■ **Task**
Scale every bounding-box coordinate in the answers by 1.35, rounding to whole numbers with halves rounded up, and reproduce each line of the data, requests included, starting at the line containing "det: rectangular window" and ending at the line containing "[352,110,360,131]".

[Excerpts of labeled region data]
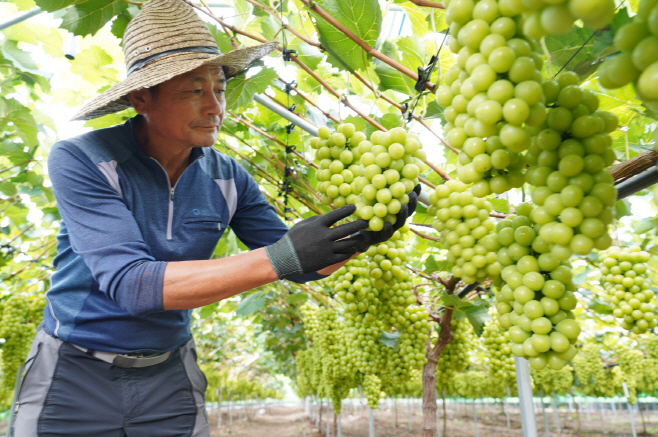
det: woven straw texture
[73,0,277,120]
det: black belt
[69,343,173,369]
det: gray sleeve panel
[9,328,63,437]
[96,160,123,197]
[265,234,304,279]
[180,339,210,437]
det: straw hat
[73,0,276,120]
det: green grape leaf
[0,99,38,146]
[461,303,491,337]
[60,0,128,36]
[206,23,235,53]
[226,68,279,111]
[235,291,267,317]
[0,181,18,197]
[379,331,400,350]
[71,45,119,83]
[375,40,416,96]
[110,5,139,42]
[2,40,45,75]
[311,0,382,71]
[288,38,324,70]
[635,217,658,235]
[489,199,509,214]
[615,199,631,220]
[288,292,308,305]
[36,0,79,12]
[544,26,597,77]
[423,99,445,120]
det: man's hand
[265,205,366,279]
[356,184,420,253]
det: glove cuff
[265,234,304,279]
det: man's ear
[128,88,153,114]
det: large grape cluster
[573,343,624,397]
[297,303,355,413]
[437,0,546,197]
[481,306,516,390]
[598,0,658,100]
[428,179,500,284]
[599,246,658,334]
[311,123,426,231]
[0,293,45,404]
[523,0,615,40]
[496,204,580,370]
[612,343,644,404]
[363,375,382,410]
[311,123,366,208]
[436,317,478,396]
[526,72,617,260]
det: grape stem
[300,0,435,92]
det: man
[13,0,415,437]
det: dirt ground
[208,404,658,437]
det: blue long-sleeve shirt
[44,116,322,353]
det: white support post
[407,396,411,431]
[217,387,222,428]
[514,357,537,437]
[621,381,637,437]
[552,392,562,434]
[539,390,551,437]
[471,399,480,437]
[228,390,233,425]
[368,407,375,437]
[503,387,512,428]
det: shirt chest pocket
[183,214,226,235]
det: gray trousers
[9,329,210,437]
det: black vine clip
[286,80,297,94]
[283,49,297,62]
[414,55,439,93]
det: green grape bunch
[573,343,625,397]
[599,246,658,334]
[526,72,617,260]
[437,0,547,197]
[428,179,500,284]
[598,0,658,101]
[481,306,516,388]
[0,293,46,404]
[363,374,382,410]
[311,123,426,231]
[436,315,478,396]
[496,203,580,370]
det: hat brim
[72,42,277,120]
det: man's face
[138,65,226,147]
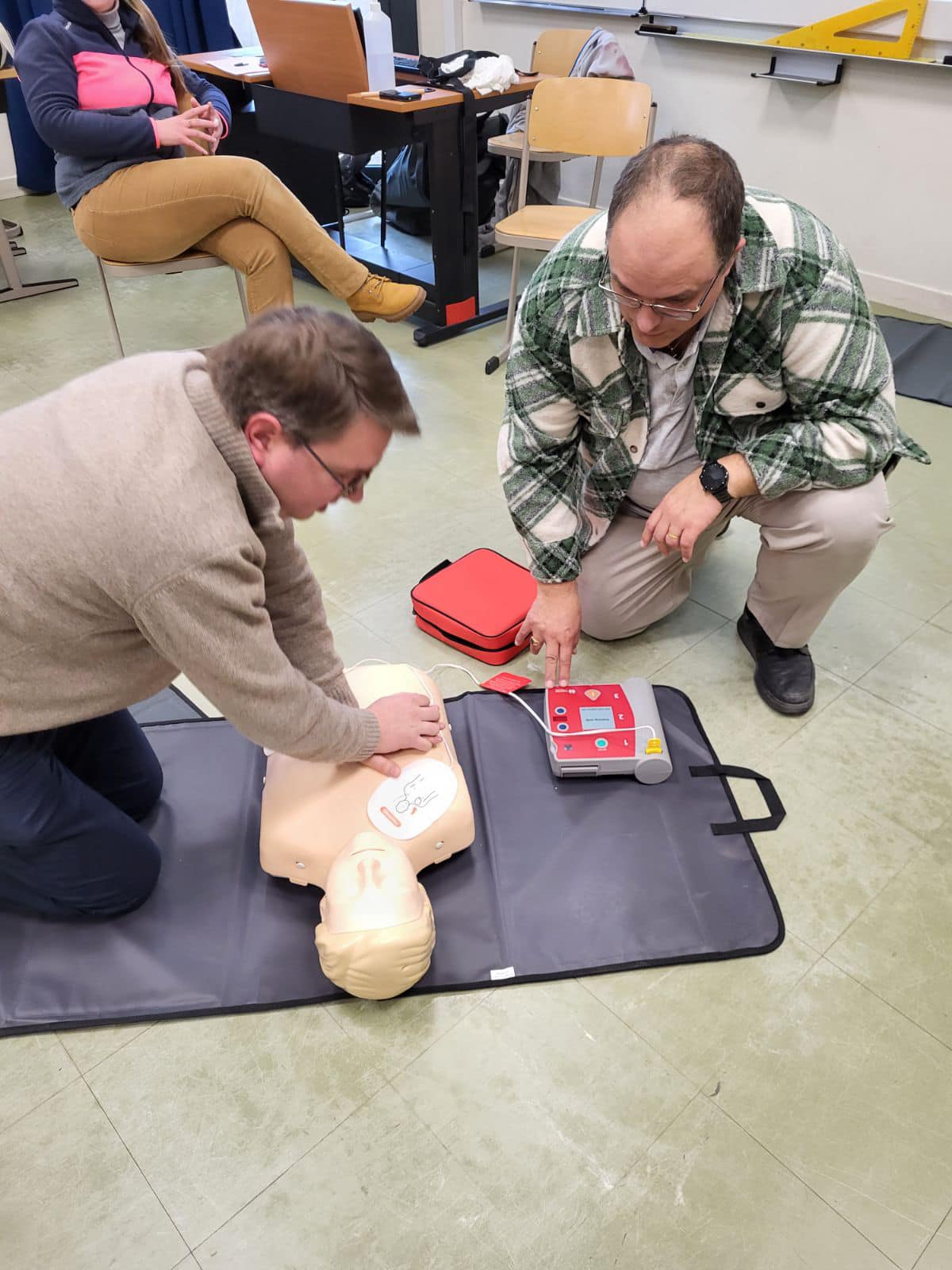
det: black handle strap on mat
[688,764,787,837]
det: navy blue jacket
[14,0,231,207]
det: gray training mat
[878,318,952,405]
[0,688,783,1033]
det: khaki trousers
[579,475,892,648]
[75,155,367,314]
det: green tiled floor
[0,190,952,1270]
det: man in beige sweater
[0,309,440,917]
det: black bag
[370,48,527,235]
[370,113,506,237]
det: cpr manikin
[260,665,474,999]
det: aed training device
[546,677,671,785]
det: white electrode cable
[351,656,658,746]
[423,662,658,741]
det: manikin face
[245,410,391,521]
[321,832,423,935]
[607,189,744,348]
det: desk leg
[414,112,515,347]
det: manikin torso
[260,665,474,931]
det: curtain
[0,0,235,194]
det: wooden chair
[95,248,249,357]
[486,79,651,375]
[489,27,594,163]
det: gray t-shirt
[99,0,125,48]
[622,314,711,516]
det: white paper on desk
[202,57,268,75]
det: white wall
[0,114,21,198]
[417,0,952,320]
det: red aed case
[410,548,536,665]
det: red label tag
[480,671,532,692]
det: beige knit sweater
[0,353,379,760]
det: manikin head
[603,137,744,348]
[205,307,419,521]
[315,832,436,1001]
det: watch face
[701,462,728,494]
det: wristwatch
[700,461,731,503]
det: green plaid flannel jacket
[499,189,929,582]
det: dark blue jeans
[0,710,163,917]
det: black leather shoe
[738,605,814,714]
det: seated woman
[15,0,425,321]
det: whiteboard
[474,0,952,43]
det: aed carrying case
[410,548,536,665]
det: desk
[182,48,539,345]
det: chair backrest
[532,27,595,75]
[249,0,368,102]
[525,78,651,159]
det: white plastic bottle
[360,0,396,93]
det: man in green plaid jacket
[499,137,929,714]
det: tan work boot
[347,273,427,321]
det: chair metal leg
[0,230,79,305]
[95,256,125,357]
[231,269,251,326]
[486,246,519,375]
[379,150,387,246]
[334,162,347,252]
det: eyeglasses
[301,441,370,498]
[598,256,727,321]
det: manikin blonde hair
[321,883,436,1001]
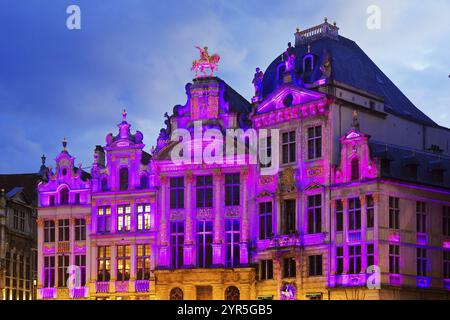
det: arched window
[100,177,108,192]
[225,286,241,301]
[351,158,359,181]
[119,168,128,190]
[59,188,69,205]
[303,55,314,72]
[170,288,183,300]
[140,175,148,189]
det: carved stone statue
[252,68,264,98]
[191,46,220,78]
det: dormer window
[303,54,314,72]
[119,168,128,191]
[277,63,286,81]
[350,158,359,181]
[140,175,148,189]
[406,164,419,180]
[59,188,69,205]
[100,177,108,192]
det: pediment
[256,85,326,114]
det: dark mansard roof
[370,141,450,189]
[262,36,437,126]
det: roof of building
[0,173,39,203]
[369,141,450,189]
[262,31,437,126]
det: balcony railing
[69,287,88,299]
[95,281,109,293]
[116,281,128,292]
[134,280,150,292]
[39,288,56,299]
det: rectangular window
[197,176,213,208]
[225,173,241,207]
[336,200,344,232]
[58,255,70,288]
[58,219,70,242]
[443,250,450,279]
[283,258,296,278]
[348,198,361,230]
[259,202,272,240]
[281,131,296,164]
[136,203,152,231]
[348,246,361,274]
[281,200,297,235]
[43,257,55,288]
[389,245,400,274]
[225,219,241,268]
[170,221,184,269]
[116,245,131,281]
[389,197,400,230]
[442,206,450,237]
[136,244,151,280]
[75,254,86,287]
[308,255,323,277]
[366,243,375,267]
[170,177,184,209]
[117,205,131,232]
[261,260,273,280]
[97,246,111,281]
[336,247,344,275]
[260,137,272,168]
[366,196,375,229]
[75,193,80,204]
[308,194,322,234]
[416,201,427,233]
[44,220,55,243]
[197,221,213,268]
[417,248,428,277]
[97,206,111,233]
[308,126,322,160]
[75,219,86,241]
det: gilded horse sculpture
[191,46,220,78]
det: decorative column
[342,199,349,274]
[36,217,45,289]
[240,168,250,266]
[359,195,367,273]
[183,170,195,268]
[84,216,91,286]
[212,169,225,267]
[158,174,170,269]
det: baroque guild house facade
[37,20,450,300]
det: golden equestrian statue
[191,46,220,78]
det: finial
[352,110,360,131]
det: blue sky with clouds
[0,0,450,173]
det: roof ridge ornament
[191,46,220,78]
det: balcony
[38,288,56,299]
[95,281,109,293]
[69,287,89,299]
[134,280,150,292]
[116,281,129,293]
[330,273,368,287]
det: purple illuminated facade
[38,21,450,300]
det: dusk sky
[0,0,450,173]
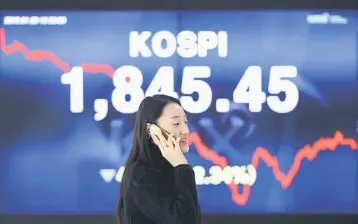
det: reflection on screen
[0,11,358,214]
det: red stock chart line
[0,28,358,206]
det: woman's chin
[180,144,189,153]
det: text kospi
[129,30,228,58]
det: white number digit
[267,66,299,113]
[145,66,178,98]
[61,67,83,113]
[232,164,257,186]
[233,66,266,112]
[180,66,213,114]
[209,166,222,185]
[193,166,206,185]
[222,166,234,184]
[112,65,144,114]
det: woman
[117,95,201,224]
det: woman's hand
[149,125,188,167]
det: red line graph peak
[0,28,358,205]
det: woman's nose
[180,125,189,135]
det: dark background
[0,0,358,224]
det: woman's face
[157,103,189,153]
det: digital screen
[0,11,358,214]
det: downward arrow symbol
[99,169,117,183]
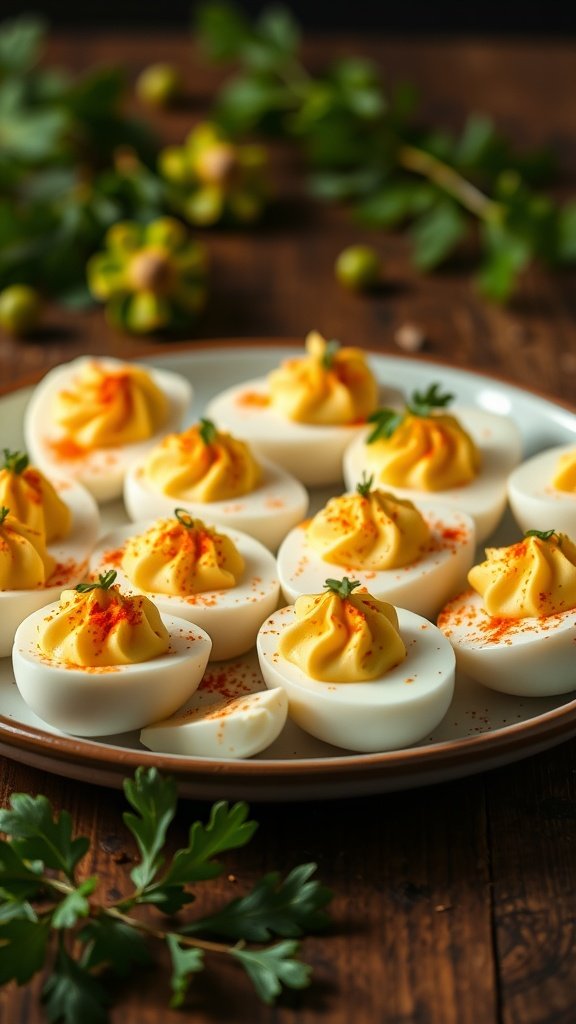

■ **Written answer**
det: rectangular window
[266,238,288,281]
[304,234,325,279]
[454,270,464,313]
[78,344,95,389]
[78,296,95,327]
[598,338,608,377]
[382,348,400,375]
[470,267,487,311]
[350,273,367,324]
[379,177,400,221]
[184,274,205,312]
[470,332,487,370]
[379,270,401,317]
[58,347,74,389]
[525,331,540,370]
[304,296,325,362]
[230,298,248,363]
[157,331,177,379]
[525,266,540,311]
[597,278,608,320]
[184,329,204,378]
[101,343,116,387]
[416,344,436,374]
[494,328,506,360]
[230,239,248,282]
[158,277,177,313]
[352,351,369,378]
[131,332,150,379]
[454,333,464,371]
[351,185,367,227]
[494,265,506,309]
[101,261,108,275]
[416,262,435,316]
[562,271,576,315]
[59,297,74,328]
[266,298,288,362]
[563,335,578,374]
[131,278,150,315]
[416,170,435,216]
[101,296,116,325]
det: gilded horse sculpture
[258,62,297,105]
det: decorative column
[462,269,471,370]
[49,293,61,390]
[324,227,338,359]
[485,263,495,369]
[247,230,263,362]
[113,292,123,386]
[286,228,304,360]
[213,235,230,363]
det: baroque guild house facade
[50,27,608,405]
det: golden equestrian statue
[258,62,297,105]
det: finial
[475,149,486,177]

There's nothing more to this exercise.